Do this — Return exactly the lines from the "Could you point at the rock slope" line through the last line of the entries below. Include no pictures.

* START Supplied entries *

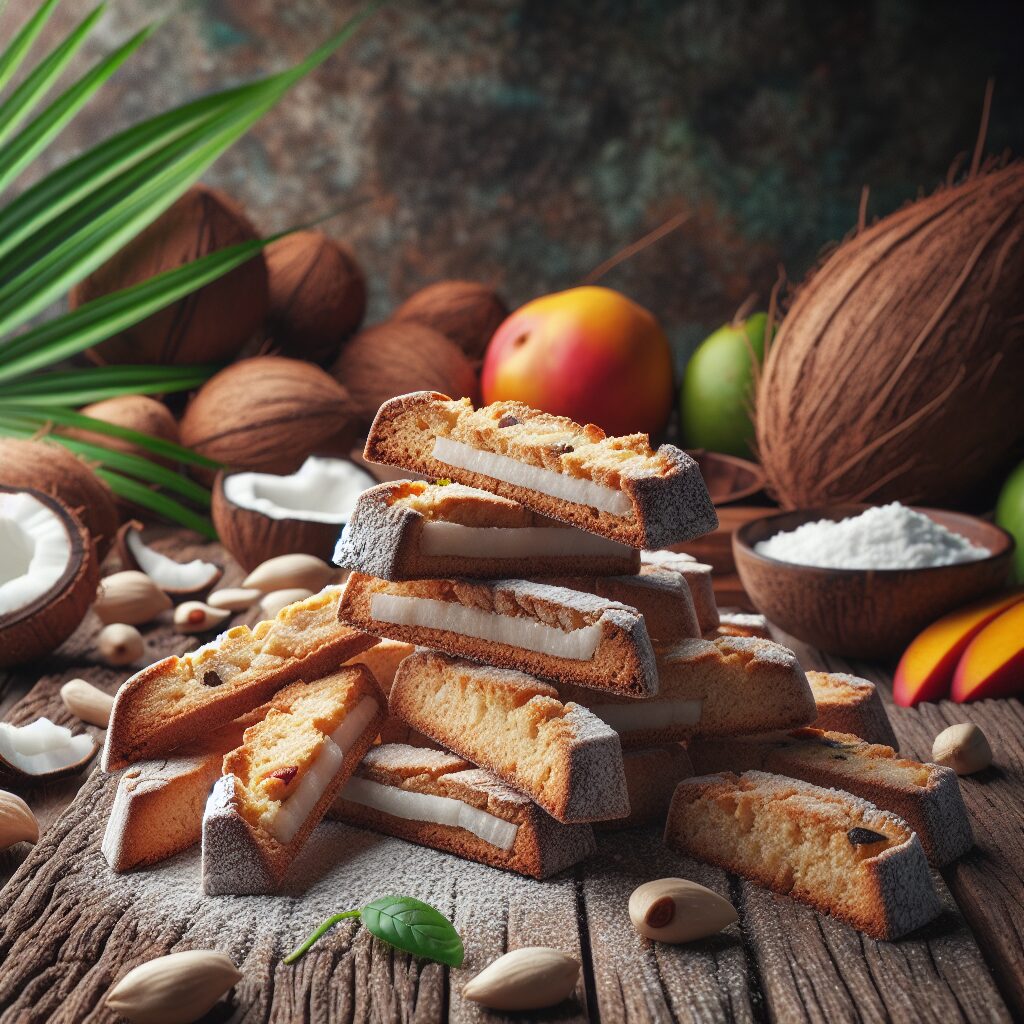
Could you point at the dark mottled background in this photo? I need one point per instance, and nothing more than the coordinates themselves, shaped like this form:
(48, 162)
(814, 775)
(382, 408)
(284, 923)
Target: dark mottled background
(523, 142)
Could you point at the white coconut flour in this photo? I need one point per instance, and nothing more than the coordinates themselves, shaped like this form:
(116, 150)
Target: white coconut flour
(889, 537)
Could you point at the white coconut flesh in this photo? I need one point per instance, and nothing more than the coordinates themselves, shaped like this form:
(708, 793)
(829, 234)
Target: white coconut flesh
(42, 748)
(322, 491)
(166, 572)
(35, 551)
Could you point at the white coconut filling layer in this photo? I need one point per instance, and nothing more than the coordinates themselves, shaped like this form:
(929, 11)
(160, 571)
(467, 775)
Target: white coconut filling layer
(526, 542)
(437, 810)
(648, 715)
(286, 819)
(521, 474)
(42, 747)
(35, 550)
(512, 630)
(321, 491)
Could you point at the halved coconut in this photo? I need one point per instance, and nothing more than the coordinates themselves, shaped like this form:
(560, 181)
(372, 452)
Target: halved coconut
(260, 516)
(43, 750)
(177, 580)
(48, 573)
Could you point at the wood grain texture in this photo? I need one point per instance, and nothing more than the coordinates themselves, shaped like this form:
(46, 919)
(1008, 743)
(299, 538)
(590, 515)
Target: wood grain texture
(69, 928)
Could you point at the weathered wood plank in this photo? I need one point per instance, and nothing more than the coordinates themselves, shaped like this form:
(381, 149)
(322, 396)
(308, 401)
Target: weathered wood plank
(988, 883)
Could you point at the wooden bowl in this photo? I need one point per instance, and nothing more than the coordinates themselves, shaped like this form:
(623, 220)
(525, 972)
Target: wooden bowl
(866, 613)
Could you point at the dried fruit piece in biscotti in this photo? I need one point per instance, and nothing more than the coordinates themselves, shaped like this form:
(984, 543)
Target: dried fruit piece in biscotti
(848, 704)
(278, 785)
(547, 631)
(651, 776)
(927, 797)
(698, 579)
(827, 848)
(409, 529)
(439, 800)
(620, 487)
(730, 686)
(559, 755)
(180, 699)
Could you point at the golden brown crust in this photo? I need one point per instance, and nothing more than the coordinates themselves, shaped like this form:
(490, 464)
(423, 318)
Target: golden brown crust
(179, 699)
(669, 500)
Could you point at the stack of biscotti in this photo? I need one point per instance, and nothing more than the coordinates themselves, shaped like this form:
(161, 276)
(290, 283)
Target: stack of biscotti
(269, 718)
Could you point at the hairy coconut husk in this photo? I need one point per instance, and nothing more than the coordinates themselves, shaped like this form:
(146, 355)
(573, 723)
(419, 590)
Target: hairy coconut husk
(897, 373)
(268, 414)
(209, 326)
(317, 295)
(135, 412)
(47, 466)
(396, 357)
(464, 311)
(41, 627)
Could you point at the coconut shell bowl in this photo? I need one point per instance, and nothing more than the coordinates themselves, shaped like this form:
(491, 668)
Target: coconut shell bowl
(864, 613)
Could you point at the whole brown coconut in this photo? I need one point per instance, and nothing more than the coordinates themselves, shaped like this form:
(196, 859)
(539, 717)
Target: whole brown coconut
(317, 295)
(268, 414)
(897, 373)
(40, 627)
(135, 412)
(464, 311)
(47, 466)
(395, 357)
(209, 326)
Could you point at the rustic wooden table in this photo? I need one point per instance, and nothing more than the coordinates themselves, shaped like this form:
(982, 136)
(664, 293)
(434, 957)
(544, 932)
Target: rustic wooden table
(69, 928)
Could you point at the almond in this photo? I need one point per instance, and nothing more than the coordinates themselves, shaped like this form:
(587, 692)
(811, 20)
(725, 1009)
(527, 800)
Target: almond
(530, 978)
(87, 701)
(173, 989)
(679, 910)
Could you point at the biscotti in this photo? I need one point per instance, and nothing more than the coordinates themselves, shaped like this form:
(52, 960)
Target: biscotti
(698, 579)
(835, 851)
(560, 756)
(616, 486)
(547, 631)
(927, 797)
(730, 686)
(158, 805)
(181, 699)
(409, 529)
(659, 595)
(280, 782)
(848, 704)
(651, 776)
(435, 799)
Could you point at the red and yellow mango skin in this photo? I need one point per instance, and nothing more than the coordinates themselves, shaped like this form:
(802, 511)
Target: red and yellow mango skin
(927, 668)
(589, 353)
(992, 666)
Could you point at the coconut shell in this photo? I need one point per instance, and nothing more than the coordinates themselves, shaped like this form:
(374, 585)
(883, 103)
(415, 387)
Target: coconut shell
(317, 295)
(464, 311)
(212, 324)
(41, 627)
(267, 414)
(253, 538)
(49, 467)
(897, 372)
(399, 356)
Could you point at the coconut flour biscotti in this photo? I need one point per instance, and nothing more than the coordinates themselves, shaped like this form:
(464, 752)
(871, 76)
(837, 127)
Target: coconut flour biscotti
(827, 848)
(729, 686)
(180, 699)
(410, 529)
(279, 783)
(559, 755)
(547, 631)
(927, 797)
(848, 704)
(620, 487)
(435, 799)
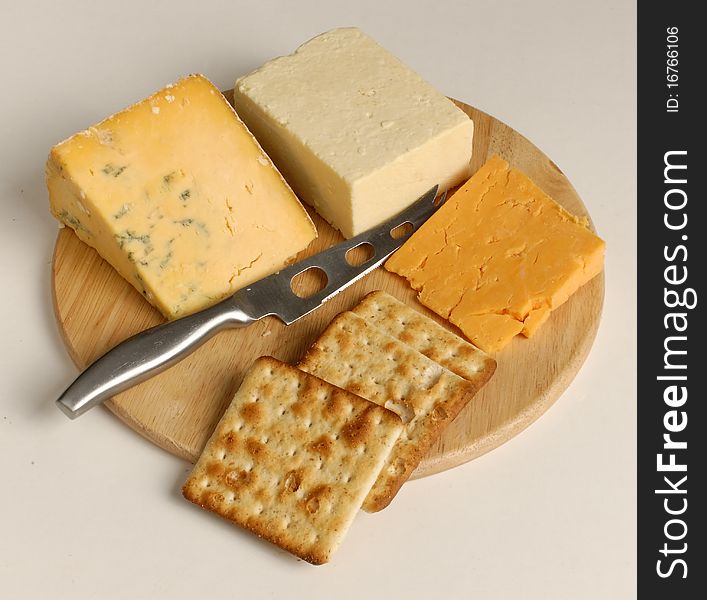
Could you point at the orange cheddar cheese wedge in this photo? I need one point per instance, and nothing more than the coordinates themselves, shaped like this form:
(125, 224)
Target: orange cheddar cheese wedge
(499, 256)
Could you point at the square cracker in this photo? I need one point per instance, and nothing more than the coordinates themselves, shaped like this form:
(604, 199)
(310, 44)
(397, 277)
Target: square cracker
(361, 358)
(292, 459)
(426, 336)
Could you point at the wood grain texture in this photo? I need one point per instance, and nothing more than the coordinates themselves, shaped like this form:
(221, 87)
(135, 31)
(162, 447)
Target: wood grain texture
(95, 309)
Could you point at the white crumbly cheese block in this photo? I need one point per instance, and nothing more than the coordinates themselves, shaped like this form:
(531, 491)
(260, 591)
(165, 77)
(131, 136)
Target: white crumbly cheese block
(177, 195)
(357, 134)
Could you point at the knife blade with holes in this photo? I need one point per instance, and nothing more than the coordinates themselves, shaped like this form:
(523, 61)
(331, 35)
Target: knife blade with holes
(154, 350)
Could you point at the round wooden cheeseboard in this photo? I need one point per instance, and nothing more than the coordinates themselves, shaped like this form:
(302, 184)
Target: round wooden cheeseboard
(178, 409)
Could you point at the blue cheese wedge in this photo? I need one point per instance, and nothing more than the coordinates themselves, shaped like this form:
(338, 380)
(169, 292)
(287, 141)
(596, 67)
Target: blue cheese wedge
(178, 196)
(357, 134)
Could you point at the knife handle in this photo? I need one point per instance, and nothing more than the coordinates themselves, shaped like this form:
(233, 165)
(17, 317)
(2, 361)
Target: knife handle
(143, 355)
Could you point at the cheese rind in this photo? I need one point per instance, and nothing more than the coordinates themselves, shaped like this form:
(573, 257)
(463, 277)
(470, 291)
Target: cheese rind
(499, 256)
(178, 196)
(357, 134)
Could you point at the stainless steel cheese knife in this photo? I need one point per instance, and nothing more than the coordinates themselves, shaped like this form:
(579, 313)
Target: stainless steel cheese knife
(154, 350)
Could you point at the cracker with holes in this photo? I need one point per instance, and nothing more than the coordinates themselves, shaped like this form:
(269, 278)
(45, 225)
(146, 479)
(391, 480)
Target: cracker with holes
(293, 458)
(359, 357)
(426, 336)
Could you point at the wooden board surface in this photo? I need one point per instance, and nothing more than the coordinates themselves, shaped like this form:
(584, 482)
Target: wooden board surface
(95, 309)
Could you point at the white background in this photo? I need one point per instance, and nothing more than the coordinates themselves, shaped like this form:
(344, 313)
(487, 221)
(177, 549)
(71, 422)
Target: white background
(88, 509)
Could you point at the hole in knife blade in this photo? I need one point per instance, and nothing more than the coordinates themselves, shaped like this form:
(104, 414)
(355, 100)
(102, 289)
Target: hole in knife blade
(308, 282)
(440, 199)
(402, 230)
(360, 254)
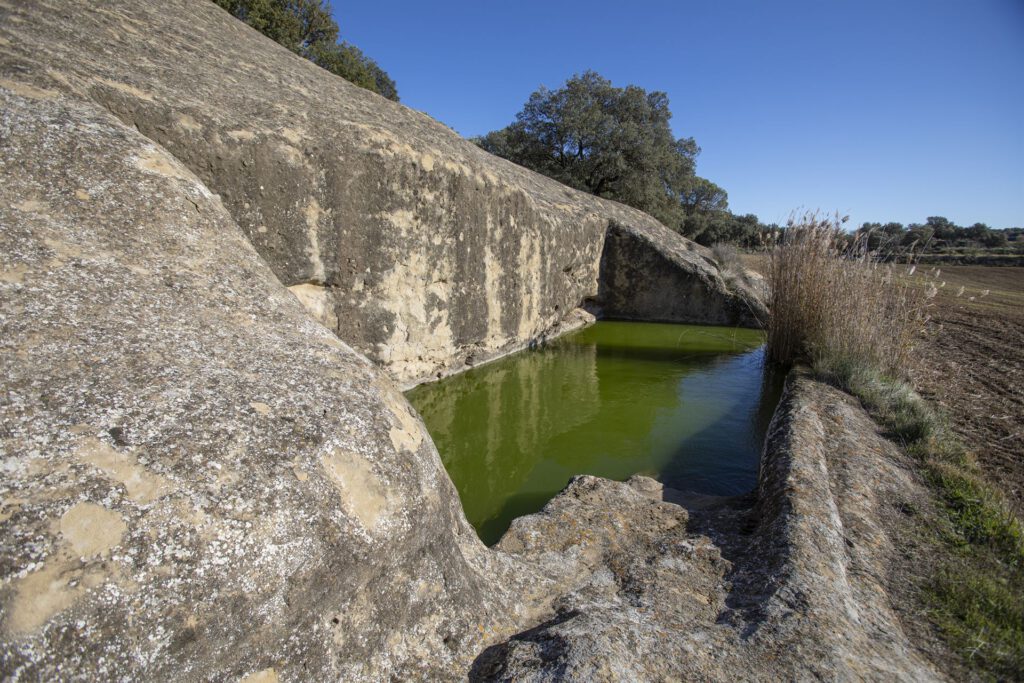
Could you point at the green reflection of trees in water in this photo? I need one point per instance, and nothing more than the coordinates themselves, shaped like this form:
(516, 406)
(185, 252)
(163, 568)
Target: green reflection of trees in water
(614, 399)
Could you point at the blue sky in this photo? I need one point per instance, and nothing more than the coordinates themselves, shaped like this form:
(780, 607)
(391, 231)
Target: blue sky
(883, 111)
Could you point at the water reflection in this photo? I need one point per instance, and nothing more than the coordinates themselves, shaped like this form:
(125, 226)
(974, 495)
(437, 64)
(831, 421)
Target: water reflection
(686, 403)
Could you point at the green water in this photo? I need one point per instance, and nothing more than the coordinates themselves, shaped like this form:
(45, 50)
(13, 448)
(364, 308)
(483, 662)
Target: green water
(687, 404)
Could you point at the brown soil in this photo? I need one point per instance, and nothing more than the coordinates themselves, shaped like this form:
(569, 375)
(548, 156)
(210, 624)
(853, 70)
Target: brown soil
(974, 368)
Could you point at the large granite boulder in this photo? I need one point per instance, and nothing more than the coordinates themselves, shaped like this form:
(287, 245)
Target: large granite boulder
(416, 247)
(200, 480)
(207, 476)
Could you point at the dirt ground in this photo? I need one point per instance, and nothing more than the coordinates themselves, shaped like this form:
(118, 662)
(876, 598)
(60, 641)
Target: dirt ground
(974, 368)
(972, 365)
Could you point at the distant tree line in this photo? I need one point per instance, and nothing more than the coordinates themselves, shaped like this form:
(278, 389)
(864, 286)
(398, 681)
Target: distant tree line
(616, 142)
(306, 28)
(939, 235)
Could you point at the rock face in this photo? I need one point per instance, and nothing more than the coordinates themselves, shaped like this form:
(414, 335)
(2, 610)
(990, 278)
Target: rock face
(417, 248)
(202, 481)
(790, 585)
(199, 480)
(647, 275)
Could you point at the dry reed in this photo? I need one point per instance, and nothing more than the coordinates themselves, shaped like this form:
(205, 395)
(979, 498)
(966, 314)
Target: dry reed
(836, 303)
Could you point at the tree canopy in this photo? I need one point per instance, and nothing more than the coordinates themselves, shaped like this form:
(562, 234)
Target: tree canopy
(613, 142)
(306, 28)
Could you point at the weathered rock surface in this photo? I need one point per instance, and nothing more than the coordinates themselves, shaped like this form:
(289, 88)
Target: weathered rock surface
(416, 247)
(787, 585)
(203, 482)
(199, 480)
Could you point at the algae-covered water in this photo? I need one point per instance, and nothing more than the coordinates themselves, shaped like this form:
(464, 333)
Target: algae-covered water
(687, 404)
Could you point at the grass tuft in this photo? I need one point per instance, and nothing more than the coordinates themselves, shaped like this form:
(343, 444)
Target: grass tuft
(856, 322)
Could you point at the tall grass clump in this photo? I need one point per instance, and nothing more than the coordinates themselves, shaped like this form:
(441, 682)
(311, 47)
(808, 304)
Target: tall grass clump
(835, 304)
(855, 316)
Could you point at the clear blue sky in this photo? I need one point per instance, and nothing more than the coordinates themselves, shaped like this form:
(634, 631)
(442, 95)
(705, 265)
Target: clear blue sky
(882, 110)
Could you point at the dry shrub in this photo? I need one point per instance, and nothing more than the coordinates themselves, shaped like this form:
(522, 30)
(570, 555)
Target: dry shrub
(838, 304)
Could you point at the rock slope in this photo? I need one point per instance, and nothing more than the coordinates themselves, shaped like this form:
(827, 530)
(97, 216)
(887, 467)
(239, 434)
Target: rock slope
(416, 247)
(202, 481)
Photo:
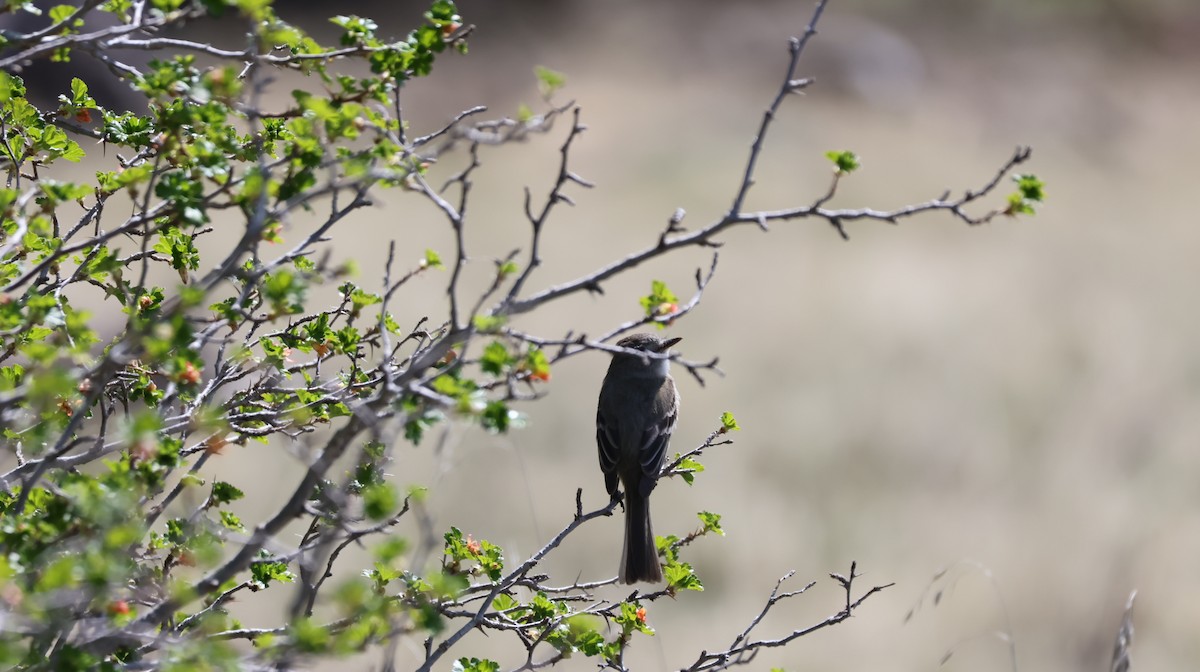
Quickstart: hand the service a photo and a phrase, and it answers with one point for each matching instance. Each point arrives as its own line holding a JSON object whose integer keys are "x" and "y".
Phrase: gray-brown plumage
{"x": 636, "y": 414}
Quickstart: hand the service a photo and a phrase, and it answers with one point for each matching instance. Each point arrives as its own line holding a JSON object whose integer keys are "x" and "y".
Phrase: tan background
{"x": 1021, "y": 397}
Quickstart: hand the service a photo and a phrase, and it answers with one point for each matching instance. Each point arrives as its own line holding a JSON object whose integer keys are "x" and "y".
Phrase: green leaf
{"x": 1030, "y": 187}
{"x": 844, "y": 161}
{"x": 688, "y": 469}
{"x": 475, "y": 665}
{"x": 712, "y": 522}
{"x": 225, "y": 493}
{"x": 549, "y": 81}
{"x": 659, "y": 304}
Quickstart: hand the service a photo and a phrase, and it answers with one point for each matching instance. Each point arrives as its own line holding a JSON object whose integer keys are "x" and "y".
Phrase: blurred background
{"x": 1018, "y": 402}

* END Supplied entries *

Task result —
Could you point at the rock slope in this photo? I need one point per instance, and nothing more than the coordinates themselves, shaped like this form:
(827, 530)
(97, 216)
(887, 467)
(239, 434)
Target: rock slope
(416, 247)
(202, 481)
Photo:
Quickstart: hand the service a photo and a phrase, and it answers with one point for each matching instance. Each point arrives as its own line holding a JSON object whose integer keys are "x" and "y".
Phrase: gray-brown plumage
{"x": 636, "y": 414}
Quickstart: hand the service a photo and a phrase, and it answers with one point for each matching instance. Each point arrives as its own line holding a JSON object whose integer keys are "x" and "y".
Phrase: tan background
{"x": 1021, "y": 397}
Quickstart: hand the service a photo and a phrase, and it answers with one point for each matching instance. Each point arrives as its own line holding a JSON object whose integer keys are "x" and "y".
Phrase: green leaf
{"x": 1030, "y": 187}
{"x": 844, "y": 161}
{"x": 688, "y": 469}
{"x": 475, "y": 665}
{"x": 712, "y": 522}
{"x": 225, "y": 493}
{"x": 549, "y": 81}
{"x": 659, "y": 304}
Quickstart: hand the service a photo and a phrase, and it answers with one point for each matching instance. Each point arrives as its own line holding a JSON object whose integer keys are "x" and "y".
Phrase: blurred background
{"x": 1018, "y": 402}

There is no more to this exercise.